#### Exercise instructions
An exact copy of every record is the required answer.

#### Dataset records
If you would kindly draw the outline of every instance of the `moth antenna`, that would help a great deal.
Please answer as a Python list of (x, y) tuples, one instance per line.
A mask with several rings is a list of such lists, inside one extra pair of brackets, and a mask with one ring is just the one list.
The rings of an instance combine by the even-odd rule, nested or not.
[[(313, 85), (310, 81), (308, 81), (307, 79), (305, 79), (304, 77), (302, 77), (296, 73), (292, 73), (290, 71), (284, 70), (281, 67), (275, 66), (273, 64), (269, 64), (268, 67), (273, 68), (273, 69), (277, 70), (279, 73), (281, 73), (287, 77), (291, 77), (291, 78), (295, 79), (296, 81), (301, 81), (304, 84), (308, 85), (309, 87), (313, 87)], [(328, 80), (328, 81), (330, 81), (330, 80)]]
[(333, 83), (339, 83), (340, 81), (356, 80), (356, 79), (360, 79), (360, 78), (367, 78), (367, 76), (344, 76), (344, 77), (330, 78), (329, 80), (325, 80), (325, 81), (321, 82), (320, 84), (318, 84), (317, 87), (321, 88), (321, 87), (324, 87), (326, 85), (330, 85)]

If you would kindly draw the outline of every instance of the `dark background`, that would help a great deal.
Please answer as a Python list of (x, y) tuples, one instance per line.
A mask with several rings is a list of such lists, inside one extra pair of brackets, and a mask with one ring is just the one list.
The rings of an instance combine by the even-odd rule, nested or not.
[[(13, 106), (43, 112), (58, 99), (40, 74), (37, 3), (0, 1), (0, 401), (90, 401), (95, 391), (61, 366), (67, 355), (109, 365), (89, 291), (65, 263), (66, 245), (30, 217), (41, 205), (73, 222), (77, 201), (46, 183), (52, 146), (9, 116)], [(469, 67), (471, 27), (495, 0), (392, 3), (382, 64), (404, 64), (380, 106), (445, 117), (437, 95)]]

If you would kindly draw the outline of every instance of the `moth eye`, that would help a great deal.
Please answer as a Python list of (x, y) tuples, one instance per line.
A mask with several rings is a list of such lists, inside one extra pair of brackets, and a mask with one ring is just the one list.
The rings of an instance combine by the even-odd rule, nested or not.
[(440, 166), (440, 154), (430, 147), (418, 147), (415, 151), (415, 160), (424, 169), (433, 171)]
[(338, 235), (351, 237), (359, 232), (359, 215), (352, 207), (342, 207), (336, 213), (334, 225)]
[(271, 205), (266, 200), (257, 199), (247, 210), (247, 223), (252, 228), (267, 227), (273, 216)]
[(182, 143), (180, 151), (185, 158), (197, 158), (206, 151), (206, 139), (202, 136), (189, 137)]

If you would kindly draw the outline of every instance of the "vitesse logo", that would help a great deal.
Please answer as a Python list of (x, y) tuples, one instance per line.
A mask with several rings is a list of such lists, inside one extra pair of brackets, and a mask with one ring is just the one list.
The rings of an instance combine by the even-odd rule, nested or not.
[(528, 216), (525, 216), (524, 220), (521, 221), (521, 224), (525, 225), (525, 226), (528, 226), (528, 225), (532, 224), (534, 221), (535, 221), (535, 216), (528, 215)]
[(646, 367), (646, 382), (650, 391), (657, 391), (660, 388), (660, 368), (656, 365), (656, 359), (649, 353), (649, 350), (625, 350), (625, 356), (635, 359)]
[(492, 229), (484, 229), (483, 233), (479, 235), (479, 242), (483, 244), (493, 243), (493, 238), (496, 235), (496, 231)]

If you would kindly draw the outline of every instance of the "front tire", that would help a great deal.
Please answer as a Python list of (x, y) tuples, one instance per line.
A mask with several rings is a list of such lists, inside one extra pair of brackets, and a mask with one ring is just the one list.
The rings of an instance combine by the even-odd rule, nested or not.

#### Answer for this exercise
If you would kindly draw the outline of every instance of the `moth antenna`, that would help a great deal.
Please answer as a Python list of (x, y) tuples, one instance per line.
A mask with several rings is a list of such lists, inside one extra pair of brackets, and a mask with one ring is just the one list.
The rings of an instance combine by the even-odd rule, nested or not.
[[(313, 85), (310, 81), (308, 81), (307, 79), (305, 79), (304, 77), (302, 77), (296, 73), (292, 73), (290, 71), (284, 70), (281, 67), (275, 66), (273, 64), (269, 64), (268, 67), (273, 68), (273, 69), (277, 70), (279, 73), (281, 73), (287, 77), (291, 77), (291, 78), (295, 79), (296, 81), (301, 81), (304, 84), (308, 85), (309, 87), (313, 87)], [(328, 80), (328, 81), (330, 81), (330, 80)]]
[(333, 83), (339, 83), (340, 81), (356, 80), (356, 79), (360, 79), (360, 78), (367, 78), (367, 76), (344, 76), (344, 77), (330, 78), (329, 80), (325, 80), (325, 81), (321, 82), (320, 84), (318, 84), (317, 87), (321, 88), (321, 87), (324, 87), (326, 85), (330, 85)]

If you would kindly draw the outline of every instance of the `dark background`, that would help a great deal.
Please answer as a Python list of (x, y) tuples, one instance per line.
A mask with several rings is a list of such lists, inside one extra pair of brackets, and a mask with one ring is just the one list.
The rings of an instance combine by the even-odd rule, nested or not.
[[(13, 106), (43, 112), (58, 99), (40, 74), (37, 3), (0, 1), (0, 401), (90, 401), (95, 391), (61, 366), (67, 355), (109, 365), (89, 291), (65, 263), (66, 245), (30, 217), (41, 205), (73, 222), (77, 201), (46, 183), (52, 146), (9, 116)], [(469, 67), (471, 27), (495, 0), (392, 3), (382, 64), (404, 64), (380, 106), (445, 117), (437, 95)]]

If you would kindly draw the outline of every instance of the `moth eye`, that would help a great deal.
Please answer as a Python list of (x, y) tuples, one instance per line.
A mask with several rings is a list of such lists, inside one extra pair of brackets, and a mask with one ring is just the one list.
The rings of an instance combine by the even-odd rule, nested or not.
[(440, 166), (440, 154), (430, 147), (418, 147), (415, 151), (415, 160), (424, 169), (433, 171)]
[(338, 235), (351, 237), (359, 232), (359, 215), (352, 207), (342, 207), (336, 213), (334, 225)]
[(271, 205), (266, 200), (257, 199), (247, 210), (247, 223), (252, 228), (267, 227), (273, 216)]
[(182, 143), (180, 151), (185, 158), (197, 158), (206, 151), (206, 139), (202, 136), (189, 137)]

If you would kindly draw the outline of every instance of the "vitesse logo", that would help a great deal.
Please answer as a Python list of (x, y) tuples, one instance per line.
A mask with several rings is a list of such lists, inside one extra pair of brackets, and a mask with one ring is just the one list.
The rings of an instance combine by the even-odd rule, nested or not.
[(528, 216), (525, 216), (524, 220), (521, 221), (521, 224), (525, 225), (525, 226), (528, 226), (528, 225), (532, 224), (534, 221), (535, 221), (535, 216), (528, 215)]
[(646, 367), (646, 382), (650, 391), (657, 391), (660, 388), (660, 368), (656, 365), (656, 359), (649, 353), (649, 350), (625, 350), (625, 356), (635, 359)]
[(492, 229), (484, 229), (483, 233), (479, 235), (479, 242), (483, 244), (493, 243), (493, 238), (496, 235), (496, 231)]

If you would kindly draw the outline of every instance of the "front tire", that would help a great deal.
Please answer as a Python list of (x, y) tuples, one instance per line.
A mask with several rings is a list of such lists, inside one extra pair of brackets, and a mask with one ring is just the one list.
The rings of an instance combine by the even-odd rule, nested or not.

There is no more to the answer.